> WHAT YOU NEED TO DO
Please copy every record below exactly, leaving out the pictures.

> DATA FOR THIS EXERCISE
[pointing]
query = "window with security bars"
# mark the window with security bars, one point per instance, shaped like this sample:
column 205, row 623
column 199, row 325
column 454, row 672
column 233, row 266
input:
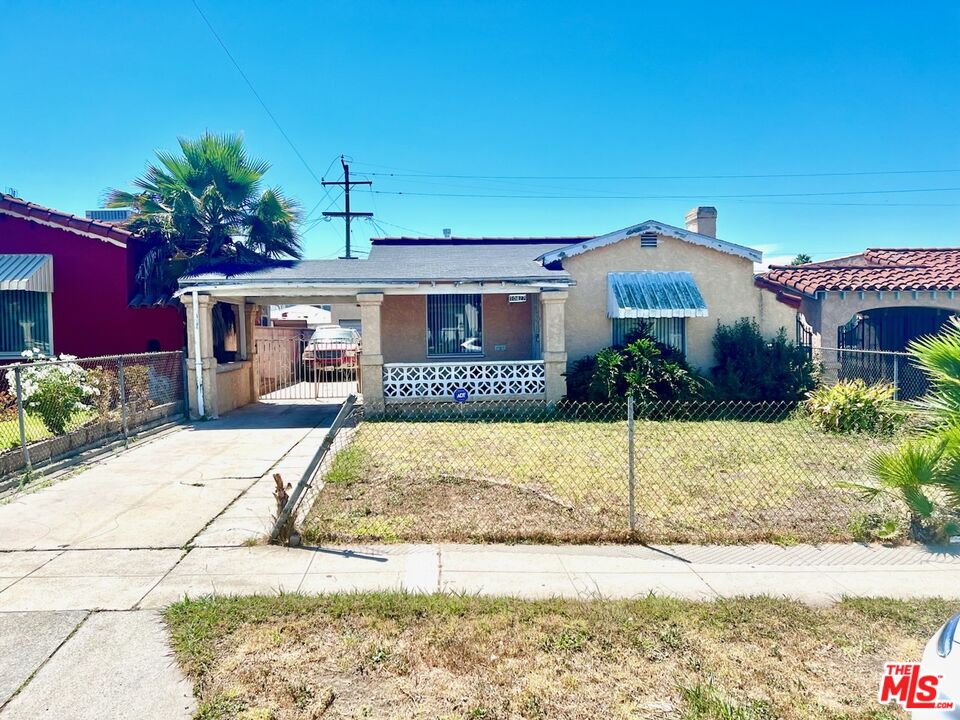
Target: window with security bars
column 454, row 325
column 24, row 321
column 669, row 331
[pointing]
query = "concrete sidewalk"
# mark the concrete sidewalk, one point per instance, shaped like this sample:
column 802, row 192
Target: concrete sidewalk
column 87, row 619
column 77, row 580
column 86, row 565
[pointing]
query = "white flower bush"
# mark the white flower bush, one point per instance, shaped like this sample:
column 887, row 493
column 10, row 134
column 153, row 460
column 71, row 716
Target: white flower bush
column 54, row 391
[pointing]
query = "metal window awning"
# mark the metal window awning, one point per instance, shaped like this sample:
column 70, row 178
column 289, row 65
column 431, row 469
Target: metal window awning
column 654, row 294
column 26, row 272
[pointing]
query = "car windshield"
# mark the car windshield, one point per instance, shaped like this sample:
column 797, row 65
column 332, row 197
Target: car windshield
column 328, row 334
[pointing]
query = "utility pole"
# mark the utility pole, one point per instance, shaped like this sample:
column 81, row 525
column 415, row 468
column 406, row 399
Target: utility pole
column 346, row 214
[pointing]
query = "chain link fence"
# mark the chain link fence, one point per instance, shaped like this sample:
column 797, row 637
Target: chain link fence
column 666, row 472
column 872, row 366
column 51, row 408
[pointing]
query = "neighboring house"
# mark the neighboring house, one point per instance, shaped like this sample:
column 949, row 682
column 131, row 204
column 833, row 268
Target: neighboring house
column 503, row 317
column 67, row 286
column 880, row 299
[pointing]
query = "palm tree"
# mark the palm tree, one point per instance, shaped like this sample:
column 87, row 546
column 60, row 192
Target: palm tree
column 204, row 208
column 924, row 472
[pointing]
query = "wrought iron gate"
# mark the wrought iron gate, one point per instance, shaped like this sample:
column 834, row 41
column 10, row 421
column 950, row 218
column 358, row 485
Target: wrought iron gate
column 298, row 368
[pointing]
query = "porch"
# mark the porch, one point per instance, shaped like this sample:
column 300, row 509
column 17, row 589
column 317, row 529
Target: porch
column 422, row 344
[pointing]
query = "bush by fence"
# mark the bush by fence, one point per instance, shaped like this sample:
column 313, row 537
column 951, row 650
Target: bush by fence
column 685, row 472
column 52, row 406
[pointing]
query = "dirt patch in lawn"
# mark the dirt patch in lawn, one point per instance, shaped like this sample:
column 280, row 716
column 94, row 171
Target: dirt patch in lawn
column 696, row 481
column 401, row 656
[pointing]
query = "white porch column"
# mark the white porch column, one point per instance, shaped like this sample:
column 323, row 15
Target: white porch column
column 208, row 362
column 554, row 344
column 251, row 316
column 371, row 357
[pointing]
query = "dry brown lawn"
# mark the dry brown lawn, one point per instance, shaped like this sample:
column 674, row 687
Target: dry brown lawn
column 696, row 481
column 396, row 656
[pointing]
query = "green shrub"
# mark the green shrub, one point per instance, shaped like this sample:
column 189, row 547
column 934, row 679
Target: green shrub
column 752, row 368
column 55, row 392
column 852, row 406
column 644, row 368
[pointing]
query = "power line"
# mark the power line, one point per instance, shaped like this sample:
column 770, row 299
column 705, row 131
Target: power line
column 694, row 196
column 401, row 227
column 257, row 95
column 859, row 173
column 347, row 215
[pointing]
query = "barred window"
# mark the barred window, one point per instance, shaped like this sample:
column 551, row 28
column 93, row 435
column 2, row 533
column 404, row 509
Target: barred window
column 454, row 324
column 669, row 331
column 24, row 321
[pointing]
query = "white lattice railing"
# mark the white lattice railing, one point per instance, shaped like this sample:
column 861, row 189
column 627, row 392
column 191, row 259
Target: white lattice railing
column 523, row 378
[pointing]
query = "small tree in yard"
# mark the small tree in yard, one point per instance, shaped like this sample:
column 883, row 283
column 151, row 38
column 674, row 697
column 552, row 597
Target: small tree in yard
column 643, row 368
column 752, row 368
column 924, row 471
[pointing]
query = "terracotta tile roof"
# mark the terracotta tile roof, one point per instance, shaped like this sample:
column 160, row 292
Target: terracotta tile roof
column 459, row 240
column 17, row 206
column 905, row 269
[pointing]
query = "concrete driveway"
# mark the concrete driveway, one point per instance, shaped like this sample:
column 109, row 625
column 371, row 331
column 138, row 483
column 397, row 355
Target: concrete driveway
column 78, row 558
column 163, row 493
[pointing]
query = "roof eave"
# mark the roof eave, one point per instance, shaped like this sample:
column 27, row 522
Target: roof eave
column 662, row 229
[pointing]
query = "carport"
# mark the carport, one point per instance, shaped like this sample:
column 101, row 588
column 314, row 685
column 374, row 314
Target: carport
column 439, row 306
column 224, row 386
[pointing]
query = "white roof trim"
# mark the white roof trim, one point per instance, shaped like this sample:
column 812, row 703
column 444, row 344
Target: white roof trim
column 33, row 272
column 659, row 228
column 60, row 226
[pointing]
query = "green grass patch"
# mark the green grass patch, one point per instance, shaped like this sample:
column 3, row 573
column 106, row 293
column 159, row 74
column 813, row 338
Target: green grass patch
column 393, row 655
column 696, row 481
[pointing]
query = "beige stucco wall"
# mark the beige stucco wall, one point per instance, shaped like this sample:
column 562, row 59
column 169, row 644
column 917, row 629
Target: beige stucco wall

> SOLUTION TO THIS TASK
[pointing]
query = "window with security bars"
# mark the window with security bars, one point per instance, shaped like this sample:
column 205, row 623
column 199, row 325
column 454, row 672
column 233, row 266
input:
Target: window with security bars
column 454, row 325
column 24, row 321
column 669, row 331
[pointing]
query = "concrete sidewalk"
# mark the concrete sidewalk, one point per instance, shaped like this sample:
column 802, row 192
Target: concrete sidewalk
column 87, row 619
column 77, row 580
column 86, row 565
[pointing]
query = "white flower bush"
# mark the white flower bush, one point per instance, shaped like this sample:
column 887, row 493
column 10, row 134
column 153, row 460
column 71, row 716
Target: white flower bush
column 54, row 391
[pointing]
query = "metal window awning"
# mark the metal window awning, one point per instance, shaped like this sample:
column 70, row 178
column 289, row 65
column 431, row 469
Target: metal window awning
column 654, row 294
column 26, row 272
[pointing]
query = "car windshield"
# mark the car windshield, one point per instance, shaped like this sample:
column 797, row 65
column 332, row 197
Target: car windshield
column 328, row 334
[pointing]
query = "utility pole"
# mark the utility pole, one point per instance, shaped like this sample:
column 81, row 525
column 415, row 468
column 406, row 399
Target: utility pole
column 346, row 214
[pointing]
query = "chain link fence"
# mark the chain link fence, one point per instance, shaped like this sample:
column 797, row 637
Target: chain link fence
column 666, row 472
column 872, row 366
column 51, row 408
[pointing]
query = "neighboring house"
# mark the neighboring house, one point per instance, shaped like this sample:
column 949, row 682
column 131, row 204
column 833, row 268
Target: neighboring house
column 503, row 317
column 67, row 286
column 880, row 299
[pointing]
query = "palm tree"
# mark the palm tree, one point per instance, shaped like this sample:
column 87, row 546
column 60, row 192
Target: palm tree
column 204, row 208
column 924, row 472
[pointing]
query = "wrought iron gate"
# mark the wrought iron gate, one point per instance, shaped like this sample:
column 834, row 41
column 10, row 421
column 950, row 218
column 358, row 485
Target: wrought iron gate
column 298, row 368
[pointing]
query = "porch"
# mark the porch, one point per instance, shaped like this sample:
column 300, row 509
column 17, row 589
column 317, row 529
Target: porch
column 422, row 344
[pointing]
query = "bush by fence"
# mark the bush by fence, one point per instance, shaped like this sample:
column 313, row 537
column 951, row 650
Target: bush by fence
column 685, row 472
column 52, row 406
[pointing]
query = "dirt patch in lawn"
# mark the dirt patch in lawn, one point per instance, shaped like this sample:
column 280, row 716
column 94, row 171
Target: dirt patch in lawn
column 696, row 481
column 401, row 656
[pointing]
query = "white porch column"
# mark the white porch column, one point per instance, shaped like this sample:
column 323, row 15
Target: white porch column
column 208, row 362
column 554, row 344
column 251, row 316
column 371, row 357
[pointing]
query = "dry brown lawn"
# mark the dry brown lawn, one point per instance, shaped like this sample:
column 674, row 687
Target: dry brown lawn
column 696, row 481
column 396, row 656
[pointing]
query = "green shrub"
# mark the green shrub, one point per instance, shaped like this sample:
column 189, row 547
column 934, row 679
Target: green shrub
column 752, row 368
column 55, row 392
column 852, row 406
column 644, row 368
[pointing]
query = "power line"
# mark the power line, one point per instance, shaped like this sample:
column 770, row 299
column 705, row 131
Target: power line
column 694, row 196
column 401, row 227
column 257, row 95
column 859, row 173
column 347, row 215
[pointing]
query = "barred window"
# mark the barred window, one point per instance, shaped like this sample:
column 551, row 28
column 93, row 435
column 2, row 533
column 404, row 509
Target: barred window
column 454, row 324
column 669, row 331
column 24, row 321
[pointing]
query = "white lattice railing"
# mark the white lattice railing, one point per instance, shaped like this sample:
column 861, row 189
column 627, row 392
column 191, row 259
Target: white lattice railing
column 523, row 378
[pointing]
query = "small tree in yard"
# mark the small tree in yard, one point per instance, shaped like this sample:
column 883, row 283
column 151, row 38
column 674, row 697
column 552, row 597
Target: small tree in yard
column 643, row 368
column 752, row 368
column 924, row 471
[pointing]
query = "terracotta tile roof"
# mark the terracotta tile roof, one point per instance, shaped like this sample:
column 160, row 292
Target: terracotta tile roof
column 459, row 240
column 17, row 206
column 905, row 269
[pointing]
query = "concrete driveway"
# mark the concrete driveway, one point per instance, shaped like this sample:
column 109, row 625
column 371, row 331
column 138, row 483
column 397, row 355
Target: concrete driveway
column 78, row 558
column 163, row 493
[pointing]
query = "roof eave"
# mark the roof eave, one point per instance, shaped like this sample:
column 27, row 522
Target: roof eave
column 662, row 229
[pointing]
query = "carport"
# mark the carport, one point per instance, shaped like this sample:
column 101, row 588
column 314, row 685
column 374, row 314
Target: carport
column 439, row 306
column 224, row 386
[pointing]
query = "white roof trim"
# mark the white roof trim, one point per instance, shaped like this sample:
column 812, row 703
column 444, row 344
Target: white roof trim
column 33, row 272
column 659, row 228
column 60, row 226
[pointing]
query = "green grass patch"
# mark the green grass patch, one point per instance, shaped like this sample:
column 3, row 573
column 106, row 293
column 159, row 74
column 813, row 338
Target: green grass patch
column 393, row 655
column 696, row 481
[pointing]
query = "beige stucco wall"
# mark the beige stucco wall, one point per instance, shaped like this sample:
column 562, row 59
column 169, row 644
column 917, row 629
Target: beige stucco wall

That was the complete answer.